→ GOAL OF THE EXERCISE:
Repeat the listing below word for word, but leave out the pictures.

→ DATA SECTION:
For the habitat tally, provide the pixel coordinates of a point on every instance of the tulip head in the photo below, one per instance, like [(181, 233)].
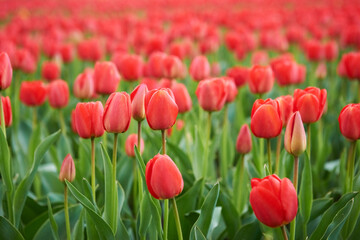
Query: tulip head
[(273, 200), (163, 178), (295, 137)]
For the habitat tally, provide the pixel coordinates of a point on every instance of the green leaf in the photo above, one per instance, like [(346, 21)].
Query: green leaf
[(207, 210), (54, 227), (102, 227), (110, 205), (306, 191), (329, 216), (24, 186), (8, 231)]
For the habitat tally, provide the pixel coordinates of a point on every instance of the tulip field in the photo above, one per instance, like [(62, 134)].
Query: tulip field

→ RESPONSE TO THIS EXERCISE:
For the habitat tally, provide the pixel coordinates of a point on every instance of the tulip head in the photo below, one per instance, like [(181, 233)].
Query: tulip head
[(273, 200), (163, 178), (295, 137)]
For the habitat tally, provide the pixel coordinates of a point on every instance of the green leaf in the photo above, one per instance, like [(346, 21)].
Query: green leaf
[(207, 210), (54, 227), (102, 227), (110, 205), (306, 191), (329, 216), (24, 186), (8, 231)]
For the habitat tally, provide the pixel coordinates of a point on every instance of the tulip field in the photo above, one per instance, like [(62, 134)].
Query: tulip field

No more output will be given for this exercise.